**EXCERPTED RECORDS:**
BEGIN

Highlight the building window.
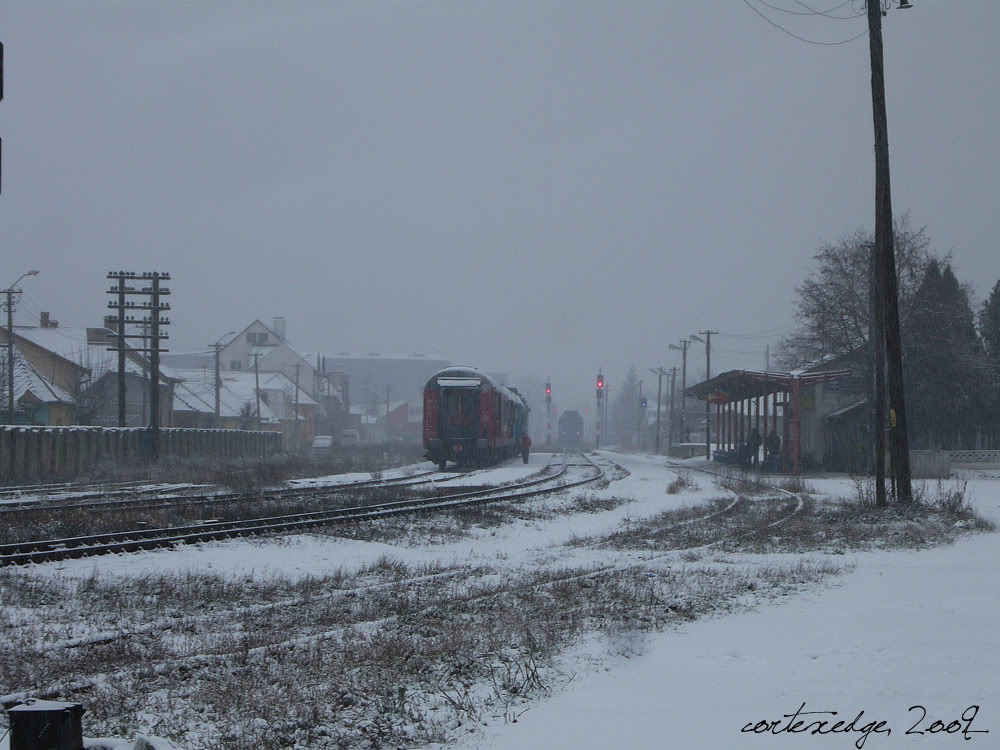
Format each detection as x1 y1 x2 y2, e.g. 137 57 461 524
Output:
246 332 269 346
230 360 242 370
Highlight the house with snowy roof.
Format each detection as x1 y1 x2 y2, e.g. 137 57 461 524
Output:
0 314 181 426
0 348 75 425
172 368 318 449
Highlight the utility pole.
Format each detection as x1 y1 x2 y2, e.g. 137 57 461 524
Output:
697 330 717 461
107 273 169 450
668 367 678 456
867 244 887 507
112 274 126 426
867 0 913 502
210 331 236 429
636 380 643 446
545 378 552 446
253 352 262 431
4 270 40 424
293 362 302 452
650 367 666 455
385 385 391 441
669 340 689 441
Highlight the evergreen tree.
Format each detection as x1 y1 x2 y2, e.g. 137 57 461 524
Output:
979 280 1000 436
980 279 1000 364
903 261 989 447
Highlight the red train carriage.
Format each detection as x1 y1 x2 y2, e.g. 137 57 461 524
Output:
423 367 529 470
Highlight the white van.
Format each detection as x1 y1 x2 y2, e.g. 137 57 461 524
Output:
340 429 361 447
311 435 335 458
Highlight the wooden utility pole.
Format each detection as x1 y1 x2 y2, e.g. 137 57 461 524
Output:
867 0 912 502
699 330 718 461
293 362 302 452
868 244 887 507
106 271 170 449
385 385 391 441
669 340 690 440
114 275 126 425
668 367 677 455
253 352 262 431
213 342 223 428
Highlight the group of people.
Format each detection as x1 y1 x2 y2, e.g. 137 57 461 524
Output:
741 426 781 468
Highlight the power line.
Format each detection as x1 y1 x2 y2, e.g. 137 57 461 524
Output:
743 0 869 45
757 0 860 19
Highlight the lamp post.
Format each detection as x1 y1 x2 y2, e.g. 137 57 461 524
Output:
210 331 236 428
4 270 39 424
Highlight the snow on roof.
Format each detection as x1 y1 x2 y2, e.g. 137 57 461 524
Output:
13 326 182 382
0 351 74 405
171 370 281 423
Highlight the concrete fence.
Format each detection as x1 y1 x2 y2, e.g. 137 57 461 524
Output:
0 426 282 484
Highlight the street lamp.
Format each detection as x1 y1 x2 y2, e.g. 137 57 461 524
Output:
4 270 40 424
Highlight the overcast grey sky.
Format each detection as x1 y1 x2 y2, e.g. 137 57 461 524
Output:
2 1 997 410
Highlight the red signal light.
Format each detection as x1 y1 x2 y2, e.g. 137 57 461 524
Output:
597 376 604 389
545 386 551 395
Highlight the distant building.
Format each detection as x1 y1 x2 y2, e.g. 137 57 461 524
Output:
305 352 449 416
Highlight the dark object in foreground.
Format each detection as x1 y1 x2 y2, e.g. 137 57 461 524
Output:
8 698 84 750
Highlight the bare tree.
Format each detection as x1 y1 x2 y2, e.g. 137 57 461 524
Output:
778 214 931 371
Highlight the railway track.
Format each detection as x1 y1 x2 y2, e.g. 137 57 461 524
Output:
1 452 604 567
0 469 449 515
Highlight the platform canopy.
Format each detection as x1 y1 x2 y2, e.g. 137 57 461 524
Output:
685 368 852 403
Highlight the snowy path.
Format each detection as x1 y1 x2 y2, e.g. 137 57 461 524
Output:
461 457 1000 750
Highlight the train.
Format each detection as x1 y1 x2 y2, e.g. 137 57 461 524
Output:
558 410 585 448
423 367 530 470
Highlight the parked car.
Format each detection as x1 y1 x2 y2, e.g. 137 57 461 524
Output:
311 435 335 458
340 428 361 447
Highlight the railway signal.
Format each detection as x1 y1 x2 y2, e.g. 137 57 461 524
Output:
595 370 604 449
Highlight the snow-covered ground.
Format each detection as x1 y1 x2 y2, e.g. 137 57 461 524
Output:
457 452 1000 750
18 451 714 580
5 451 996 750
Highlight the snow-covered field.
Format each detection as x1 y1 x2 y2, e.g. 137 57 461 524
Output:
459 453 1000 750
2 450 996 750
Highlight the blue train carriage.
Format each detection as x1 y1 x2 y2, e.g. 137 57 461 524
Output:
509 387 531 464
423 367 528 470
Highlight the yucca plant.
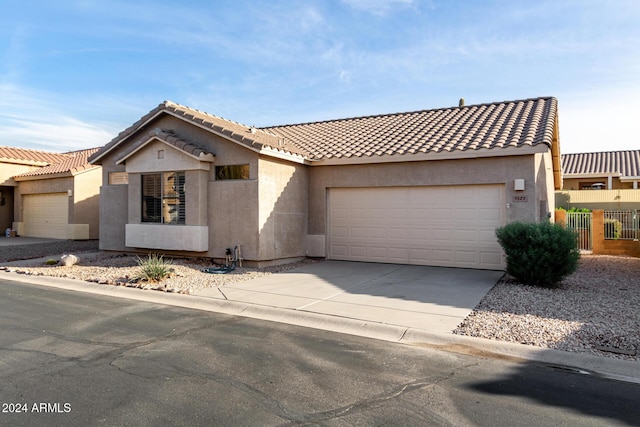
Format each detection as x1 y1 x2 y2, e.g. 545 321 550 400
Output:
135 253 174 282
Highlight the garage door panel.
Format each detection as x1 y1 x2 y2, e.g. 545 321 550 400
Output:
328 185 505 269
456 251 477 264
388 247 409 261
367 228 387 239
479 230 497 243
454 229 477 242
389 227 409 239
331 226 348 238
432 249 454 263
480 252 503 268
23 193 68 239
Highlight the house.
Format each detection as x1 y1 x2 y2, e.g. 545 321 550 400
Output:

END

**ABOUT THIS EXERCISE:** Write out the data word for word. Any picture is to be skipped.

**OUTPUT OF THE EXERCISE:**
Highlight the building window.
Format each detection as x1 y1 x2 y2, e.g. 137 57 461 524
Output:
246 332 269 346
230 360 242 370
Highlight the house with snowy roof.
Format each detection as x1 y1 x2 y2, e.g. 137 57 461 524
Output:
0 314 181 426
0 348 75 425
172 368 318 449
Highlight the utility pole.
Format each detection as x1 y1 x2 y2, e.g. 137 57 461 524
Output:
697 330 717 461
107 273 169 450
668 367 678 456
867 244 887 507
112 274 126 426
867 0 913 502
210 331 236 429
636 380 643 446
545 378 552 446
253 352 262 431
4 270 40 424
293 362 302 452
650 367 666 455
385 385 391 441
669 340 689 441
Highlight the evergreen tree.
Format each detection as x1 y1 x2 y2, e.g. 137 57 461 524
Output:
979 280 1000 436
980 279 1000 364
903 261 989 447
Highlight the red train carriage.
Format each detection as x1 y1 x2 y2, e.g. 137 57 461 524
Output:
423 367 529 470
Highlight the white van.
Format each detection as x1 y1 x2 y2, e.g. 137 57 461 524
Output:
340 429 361 447
311 435 335 458
Highlight the wooden utility pole.
Format each detection as x1 y1 x2 y2, e.g. 137 57 461 524
Output:
867 0 912 502
699 330 718 461
293 362 302 452
868 244 887 507
106 271 170 449
385 385 391 441
669 340 690 440
114 275 126 425
668 367 677 455
253 352 262 431
213 342 223 428
Highlight the group of people.
Format each detection as x1 y1 x2 y2, e.g. 137 57 461 524
Output:
741 426 781 468
Highlight the power line.
Format each detection as x1 y1 x2 y2, e.g. 137 57 461 524
Output:
743 0 869 45
757 0 860 19
Highlight the lamp post.
Format each detection as x1 y1 x2 y2, e.g. 137 57 461 524
Output:
210 331 236 428
4 270 39 424
Highlight the snow on roof.
Format each detection as x1 y1 x2 y2, e.g. 137 57 461 524
Output:
13 326 182 382
0 351 74 405
171 370 281 423
Highlight the concrete fence.
Format each detection as x1 y1 x2 y2, e.g. 137 57 461 524
Output:
0 426 282 484
Highlight the street lamp.
Format each detection as x1 y1 x2 y2, e.g. 137 57 461 524
Output:
4 270 40 424
Highlight the overcast grey sky.
Format each detection as x1 y1 x2 y2, e.g. 137 57 461 524
Output:
2 1 997 410
Highlight the red signal light.
Format each detection as x1 y1 x2 y2, e.g. 137 57 461 524
Output:
597 376 604 389
545 386 551 395
Highlight the distant building.
Format each detection as x1 y1 x2 y2, e.g. 137 57 461 524
Output:
305 352 449 416
Highlight the dark object in foreground.
Format each detection as x1 y1 x2 y2, e.g. 137 57 461 524
Output:
8 698 84 750
Highlight the bare tree.
Format each detection as x1 y1 x2 y2, e.g. 137 57 461 524
Output:
778 214 931 371
Highlight the railway track.
Format each detection as x1 y1 x2 y2, e.g. 137 57 461 524
Output:
1 452 604 567
0 469 449 515
Highlight the platform canopy.
Format each detection as x1 y1 x2 y2, e.g. 137 57 461 524
Output:
685 368 852 403
Highlight the snowy path.
Format each detection as x1 y1 x2 y2, e.g. 137 57 461 524
Output:
461 457 1000 750
Highlight the train.
Format each detection as x1 y1 x2 y2, e.g. 137 57 461 524
Output:
558 410 585 448
423 367 530 470
Highlight the parked car.
Format each detection as x1 y1 x2 y2, e.g. 137 57 461 524
Output:
311 435 335 458
340 428 361 447
Highlight the railway signal.
Format each detection as x1 y1 x2 y2, e.g. 137 57 461 524
Output:
595 370 604 449
Highlight the snow-covered ground.
Format each detection as x1 y1 x2 y2, e.g. 137 57 461 524
Output:
457 452 1000 750
18 451 714 580
5 451 996 750
Highlight the snow-covered field.
Format each detection as x1 y1 x2 y2, e.g. 137 57 461 524
Output:
459 453 1000 750
2 450 996 750
Highlight the blue train carriage.
Format each detection as x1 y1 x2 y2, e.g. 137 57 461 524
Output:
509 387 531 464
423 367 528 470
Highlight the yucca plant.
Format each detection as x1 y1 x2 y2, e.g. 545 321 550 400
Output:
135 253 174 282
Highlight the garage door panel.
Format each detection as x1 y1 x2 y2, e.g. 545 321 550 400
Output:
328 185 505 269
456 251 477 264
388 247 409 261
367 228 387 239
479 230 497 243
454 229 477 242
389 227 409 239
331 226 348 238
432 249 454 263
480 252 503 268
23 193 68 239
Highlight the house.
Format each detection as x1 y1 x2 y2, e.g. 545 321 550 400
Output:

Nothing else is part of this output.